▶ **Record excerpts**
+--
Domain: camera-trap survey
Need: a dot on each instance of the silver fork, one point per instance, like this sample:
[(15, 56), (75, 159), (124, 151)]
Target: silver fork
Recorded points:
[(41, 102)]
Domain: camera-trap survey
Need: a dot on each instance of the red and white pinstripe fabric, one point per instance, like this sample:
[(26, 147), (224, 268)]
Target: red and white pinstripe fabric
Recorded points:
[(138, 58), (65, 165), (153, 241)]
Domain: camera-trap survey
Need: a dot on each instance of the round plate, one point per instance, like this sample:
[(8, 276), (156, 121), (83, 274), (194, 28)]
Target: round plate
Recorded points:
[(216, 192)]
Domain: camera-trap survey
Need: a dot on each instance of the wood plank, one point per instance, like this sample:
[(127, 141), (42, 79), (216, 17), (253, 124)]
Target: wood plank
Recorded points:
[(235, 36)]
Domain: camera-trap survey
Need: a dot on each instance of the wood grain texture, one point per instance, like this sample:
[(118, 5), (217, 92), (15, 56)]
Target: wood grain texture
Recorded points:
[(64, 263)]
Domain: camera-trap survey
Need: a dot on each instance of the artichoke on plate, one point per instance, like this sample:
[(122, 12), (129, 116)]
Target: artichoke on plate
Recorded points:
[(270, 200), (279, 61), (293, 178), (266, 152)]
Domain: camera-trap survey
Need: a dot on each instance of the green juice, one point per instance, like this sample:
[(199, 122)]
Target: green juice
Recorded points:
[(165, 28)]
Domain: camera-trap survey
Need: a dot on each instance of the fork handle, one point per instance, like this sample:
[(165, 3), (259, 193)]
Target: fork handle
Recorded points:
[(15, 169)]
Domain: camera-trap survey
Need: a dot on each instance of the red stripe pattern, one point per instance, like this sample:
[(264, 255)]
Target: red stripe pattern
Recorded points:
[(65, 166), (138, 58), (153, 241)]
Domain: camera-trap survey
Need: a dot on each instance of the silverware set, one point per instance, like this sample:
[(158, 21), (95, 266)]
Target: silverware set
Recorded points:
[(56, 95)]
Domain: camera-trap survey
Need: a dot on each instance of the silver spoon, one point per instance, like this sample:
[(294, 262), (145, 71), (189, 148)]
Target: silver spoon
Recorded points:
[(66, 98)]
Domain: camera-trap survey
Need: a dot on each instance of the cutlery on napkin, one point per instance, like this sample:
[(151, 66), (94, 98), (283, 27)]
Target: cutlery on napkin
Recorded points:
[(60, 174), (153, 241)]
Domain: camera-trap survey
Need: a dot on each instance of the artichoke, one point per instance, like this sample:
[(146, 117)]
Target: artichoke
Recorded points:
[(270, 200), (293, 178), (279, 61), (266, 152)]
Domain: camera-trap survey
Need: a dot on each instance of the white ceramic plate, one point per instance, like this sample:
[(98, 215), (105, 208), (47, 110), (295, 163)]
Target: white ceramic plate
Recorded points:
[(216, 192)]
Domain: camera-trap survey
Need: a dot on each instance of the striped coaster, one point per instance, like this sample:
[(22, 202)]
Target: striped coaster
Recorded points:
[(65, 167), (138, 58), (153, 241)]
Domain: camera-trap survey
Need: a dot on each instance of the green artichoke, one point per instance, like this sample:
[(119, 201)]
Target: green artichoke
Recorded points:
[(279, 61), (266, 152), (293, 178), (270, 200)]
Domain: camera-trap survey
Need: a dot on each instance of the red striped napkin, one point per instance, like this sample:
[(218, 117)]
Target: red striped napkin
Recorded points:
+--
▶ **What is needed**
Set out as a numbered list the lines from the start of the rows up to and including the line with "[(138, 58), (65, 165), (153, 241)]", omitting any blank lines.

▶ **Reply**
1. Domain: camera-trap survey
2. Need: a dot on each instance of the silver fork, one point per instance, like this sample:
3. [(15, 56), (75, 159), (124, 151)]
4. Target: silver fork
5. Recorded points:
6. [(41, 102)]
7. Domain: camera-trap survey
8. Need: a dot on each instance of the red and white pinstripe fabric, one point per instance, like this sample:
9. [(26, 147), (224, 268)]
10. Target: red and white pinstripe fabric
11. Recorded points:
12. [(138, 58), (65, 165), (153, 241)]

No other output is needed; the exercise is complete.